## RECORDED INFORMATION
• • • •
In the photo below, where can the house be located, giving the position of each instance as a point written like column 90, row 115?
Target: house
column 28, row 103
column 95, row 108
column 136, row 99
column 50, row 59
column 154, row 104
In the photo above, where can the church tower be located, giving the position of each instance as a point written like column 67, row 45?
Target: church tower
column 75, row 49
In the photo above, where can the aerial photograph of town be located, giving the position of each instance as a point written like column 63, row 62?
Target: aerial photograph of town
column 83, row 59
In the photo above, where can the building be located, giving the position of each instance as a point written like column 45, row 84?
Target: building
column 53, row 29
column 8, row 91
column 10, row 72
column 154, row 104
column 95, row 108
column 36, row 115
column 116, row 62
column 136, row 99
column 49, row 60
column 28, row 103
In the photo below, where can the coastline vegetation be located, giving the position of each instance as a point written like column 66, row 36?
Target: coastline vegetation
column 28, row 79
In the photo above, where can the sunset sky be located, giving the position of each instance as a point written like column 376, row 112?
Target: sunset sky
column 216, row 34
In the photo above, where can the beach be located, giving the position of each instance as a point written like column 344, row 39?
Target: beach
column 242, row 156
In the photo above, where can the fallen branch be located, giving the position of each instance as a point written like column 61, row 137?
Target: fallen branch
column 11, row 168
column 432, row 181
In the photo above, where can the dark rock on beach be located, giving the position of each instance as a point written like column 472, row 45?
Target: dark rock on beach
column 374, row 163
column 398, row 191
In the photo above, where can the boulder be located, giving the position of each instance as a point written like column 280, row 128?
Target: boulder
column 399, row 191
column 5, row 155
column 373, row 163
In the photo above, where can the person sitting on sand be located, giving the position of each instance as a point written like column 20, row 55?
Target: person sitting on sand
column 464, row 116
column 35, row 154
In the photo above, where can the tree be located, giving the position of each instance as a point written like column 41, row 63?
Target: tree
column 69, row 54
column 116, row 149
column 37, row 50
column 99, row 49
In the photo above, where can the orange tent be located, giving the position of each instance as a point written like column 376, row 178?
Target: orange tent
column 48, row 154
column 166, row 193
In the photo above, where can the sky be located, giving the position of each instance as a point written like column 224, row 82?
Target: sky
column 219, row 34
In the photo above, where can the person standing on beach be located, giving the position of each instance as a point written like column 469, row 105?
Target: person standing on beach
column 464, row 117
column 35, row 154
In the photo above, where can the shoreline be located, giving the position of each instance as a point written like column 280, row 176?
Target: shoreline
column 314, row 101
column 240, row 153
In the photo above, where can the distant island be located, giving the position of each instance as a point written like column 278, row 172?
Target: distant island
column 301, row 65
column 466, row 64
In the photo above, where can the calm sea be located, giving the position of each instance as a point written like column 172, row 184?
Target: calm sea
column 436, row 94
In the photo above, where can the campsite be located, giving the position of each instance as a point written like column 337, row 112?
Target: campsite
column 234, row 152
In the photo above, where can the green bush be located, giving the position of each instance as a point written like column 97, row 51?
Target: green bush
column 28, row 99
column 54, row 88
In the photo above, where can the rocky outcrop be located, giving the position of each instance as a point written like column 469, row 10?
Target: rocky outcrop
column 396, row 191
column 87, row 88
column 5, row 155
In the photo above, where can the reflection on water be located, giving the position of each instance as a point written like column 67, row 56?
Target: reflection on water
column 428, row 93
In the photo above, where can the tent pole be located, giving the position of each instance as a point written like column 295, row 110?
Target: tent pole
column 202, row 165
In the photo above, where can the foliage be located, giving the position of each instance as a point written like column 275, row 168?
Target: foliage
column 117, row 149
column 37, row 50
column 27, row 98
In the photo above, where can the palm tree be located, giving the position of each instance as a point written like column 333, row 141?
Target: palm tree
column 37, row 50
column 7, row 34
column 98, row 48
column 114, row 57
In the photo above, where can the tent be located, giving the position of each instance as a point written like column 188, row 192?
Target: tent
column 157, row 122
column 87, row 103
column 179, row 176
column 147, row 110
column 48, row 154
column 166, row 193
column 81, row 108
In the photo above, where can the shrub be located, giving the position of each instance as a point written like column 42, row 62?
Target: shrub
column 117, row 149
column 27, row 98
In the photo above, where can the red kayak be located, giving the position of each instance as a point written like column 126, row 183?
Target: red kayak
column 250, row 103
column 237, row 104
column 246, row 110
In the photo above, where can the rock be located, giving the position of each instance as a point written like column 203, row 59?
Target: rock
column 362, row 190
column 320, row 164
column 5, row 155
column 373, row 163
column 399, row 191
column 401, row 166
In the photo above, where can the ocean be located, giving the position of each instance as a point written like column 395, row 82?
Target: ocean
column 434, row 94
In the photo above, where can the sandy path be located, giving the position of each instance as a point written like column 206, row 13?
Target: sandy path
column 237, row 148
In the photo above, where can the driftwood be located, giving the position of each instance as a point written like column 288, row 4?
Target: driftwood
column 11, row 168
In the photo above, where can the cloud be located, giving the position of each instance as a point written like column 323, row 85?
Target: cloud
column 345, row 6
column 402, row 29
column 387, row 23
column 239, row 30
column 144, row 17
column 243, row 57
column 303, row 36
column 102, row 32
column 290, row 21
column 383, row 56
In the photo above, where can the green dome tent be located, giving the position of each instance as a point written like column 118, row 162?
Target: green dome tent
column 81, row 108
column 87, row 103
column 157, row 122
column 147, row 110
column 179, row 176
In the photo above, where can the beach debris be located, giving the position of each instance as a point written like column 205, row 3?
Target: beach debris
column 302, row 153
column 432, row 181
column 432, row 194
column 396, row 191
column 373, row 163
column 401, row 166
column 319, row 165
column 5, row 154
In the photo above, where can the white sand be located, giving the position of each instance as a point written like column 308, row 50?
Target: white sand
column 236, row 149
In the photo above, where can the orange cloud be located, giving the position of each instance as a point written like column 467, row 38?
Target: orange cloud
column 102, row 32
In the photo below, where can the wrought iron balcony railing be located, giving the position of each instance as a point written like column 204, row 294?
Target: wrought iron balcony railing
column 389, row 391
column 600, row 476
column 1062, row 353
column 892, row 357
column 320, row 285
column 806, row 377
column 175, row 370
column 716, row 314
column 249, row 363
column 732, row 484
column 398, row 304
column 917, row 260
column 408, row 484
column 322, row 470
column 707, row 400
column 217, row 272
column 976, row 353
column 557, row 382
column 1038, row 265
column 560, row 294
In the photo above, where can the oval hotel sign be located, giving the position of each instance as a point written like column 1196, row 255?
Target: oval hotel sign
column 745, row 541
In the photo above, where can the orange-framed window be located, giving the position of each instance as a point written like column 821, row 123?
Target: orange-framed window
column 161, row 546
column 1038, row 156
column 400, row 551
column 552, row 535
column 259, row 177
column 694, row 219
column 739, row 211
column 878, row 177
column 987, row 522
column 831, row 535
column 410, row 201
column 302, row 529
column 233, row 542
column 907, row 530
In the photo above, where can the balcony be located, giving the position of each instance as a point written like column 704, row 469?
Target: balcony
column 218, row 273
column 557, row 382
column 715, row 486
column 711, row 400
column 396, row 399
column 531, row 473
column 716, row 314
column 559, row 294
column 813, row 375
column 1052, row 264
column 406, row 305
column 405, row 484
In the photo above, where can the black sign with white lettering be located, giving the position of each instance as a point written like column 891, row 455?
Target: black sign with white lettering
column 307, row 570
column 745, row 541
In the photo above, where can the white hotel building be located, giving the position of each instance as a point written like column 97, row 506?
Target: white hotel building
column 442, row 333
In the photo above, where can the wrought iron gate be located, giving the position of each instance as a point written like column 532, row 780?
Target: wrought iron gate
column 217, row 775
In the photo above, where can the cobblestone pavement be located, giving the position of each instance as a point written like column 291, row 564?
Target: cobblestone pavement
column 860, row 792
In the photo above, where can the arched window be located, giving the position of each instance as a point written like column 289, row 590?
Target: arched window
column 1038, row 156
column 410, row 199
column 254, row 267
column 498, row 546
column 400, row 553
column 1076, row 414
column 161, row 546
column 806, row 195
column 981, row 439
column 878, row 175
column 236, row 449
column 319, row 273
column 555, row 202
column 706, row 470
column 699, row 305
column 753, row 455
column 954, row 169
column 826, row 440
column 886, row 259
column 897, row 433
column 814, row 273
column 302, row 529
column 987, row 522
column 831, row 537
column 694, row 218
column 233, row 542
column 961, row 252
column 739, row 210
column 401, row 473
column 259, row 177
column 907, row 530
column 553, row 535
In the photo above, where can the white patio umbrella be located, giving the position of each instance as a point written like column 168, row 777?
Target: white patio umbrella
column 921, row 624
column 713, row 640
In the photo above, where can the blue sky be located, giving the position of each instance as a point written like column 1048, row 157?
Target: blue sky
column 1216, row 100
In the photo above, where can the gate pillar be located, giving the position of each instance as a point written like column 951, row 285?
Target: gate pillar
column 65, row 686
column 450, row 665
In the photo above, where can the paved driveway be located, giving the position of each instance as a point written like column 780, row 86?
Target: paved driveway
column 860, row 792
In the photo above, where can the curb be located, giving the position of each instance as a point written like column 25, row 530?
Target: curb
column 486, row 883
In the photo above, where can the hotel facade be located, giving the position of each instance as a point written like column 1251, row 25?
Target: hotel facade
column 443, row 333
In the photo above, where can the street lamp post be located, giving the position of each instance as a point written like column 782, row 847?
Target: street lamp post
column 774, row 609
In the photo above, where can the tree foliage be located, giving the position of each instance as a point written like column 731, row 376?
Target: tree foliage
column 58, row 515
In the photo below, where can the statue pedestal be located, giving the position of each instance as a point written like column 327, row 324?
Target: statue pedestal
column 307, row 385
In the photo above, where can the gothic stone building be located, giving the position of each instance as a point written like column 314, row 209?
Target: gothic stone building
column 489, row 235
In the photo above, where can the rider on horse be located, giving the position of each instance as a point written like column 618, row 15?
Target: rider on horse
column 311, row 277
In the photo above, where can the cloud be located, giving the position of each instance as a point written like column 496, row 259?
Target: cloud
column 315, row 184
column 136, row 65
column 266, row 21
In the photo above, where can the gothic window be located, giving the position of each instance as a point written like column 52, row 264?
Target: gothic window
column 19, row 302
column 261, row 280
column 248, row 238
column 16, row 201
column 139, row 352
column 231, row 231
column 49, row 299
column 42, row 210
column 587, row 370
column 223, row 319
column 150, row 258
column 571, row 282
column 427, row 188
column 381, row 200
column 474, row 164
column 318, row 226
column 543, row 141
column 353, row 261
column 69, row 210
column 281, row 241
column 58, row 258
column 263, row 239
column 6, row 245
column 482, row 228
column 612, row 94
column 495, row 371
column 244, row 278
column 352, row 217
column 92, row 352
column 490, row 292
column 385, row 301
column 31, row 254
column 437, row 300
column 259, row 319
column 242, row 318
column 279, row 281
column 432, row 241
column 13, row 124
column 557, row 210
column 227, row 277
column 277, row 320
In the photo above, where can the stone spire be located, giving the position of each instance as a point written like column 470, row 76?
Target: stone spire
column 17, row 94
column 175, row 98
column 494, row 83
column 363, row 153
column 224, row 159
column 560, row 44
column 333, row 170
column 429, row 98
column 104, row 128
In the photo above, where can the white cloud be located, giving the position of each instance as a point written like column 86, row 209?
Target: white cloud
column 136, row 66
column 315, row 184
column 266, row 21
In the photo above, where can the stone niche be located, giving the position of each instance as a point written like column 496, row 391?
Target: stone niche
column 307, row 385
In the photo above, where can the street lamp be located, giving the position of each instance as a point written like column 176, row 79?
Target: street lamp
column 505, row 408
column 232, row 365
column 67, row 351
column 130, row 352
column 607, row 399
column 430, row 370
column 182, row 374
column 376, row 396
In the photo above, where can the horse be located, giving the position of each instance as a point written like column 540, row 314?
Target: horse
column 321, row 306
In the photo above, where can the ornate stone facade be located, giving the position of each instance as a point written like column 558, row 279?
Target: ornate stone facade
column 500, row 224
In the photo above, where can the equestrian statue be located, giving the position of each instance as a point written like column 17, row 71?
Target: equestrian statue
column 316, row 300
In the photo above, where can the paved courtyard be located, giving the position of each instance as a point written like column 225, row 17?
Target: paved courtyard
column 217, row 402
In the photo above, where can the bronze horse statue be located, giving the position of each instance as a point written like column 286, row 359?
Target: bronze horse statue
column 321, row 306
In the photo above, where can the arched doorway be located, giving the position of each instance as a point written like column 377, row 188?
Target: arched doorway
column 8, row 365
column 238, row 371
• • • •
## WHAT THIS TASK INVOLVES
Find where the line with "Target: boulder" sits in the material above, then copy exactly from it through the line with "In the photo above, where can the person sitting". Add no other line.

## ANSWER SECTION
Target: boulder
column 399, row 191
column 5, row 155
column 373, row 163
In the photo above, where can the person sitting on sand be located, giving the position of each instance as a point written like column 20, row 55?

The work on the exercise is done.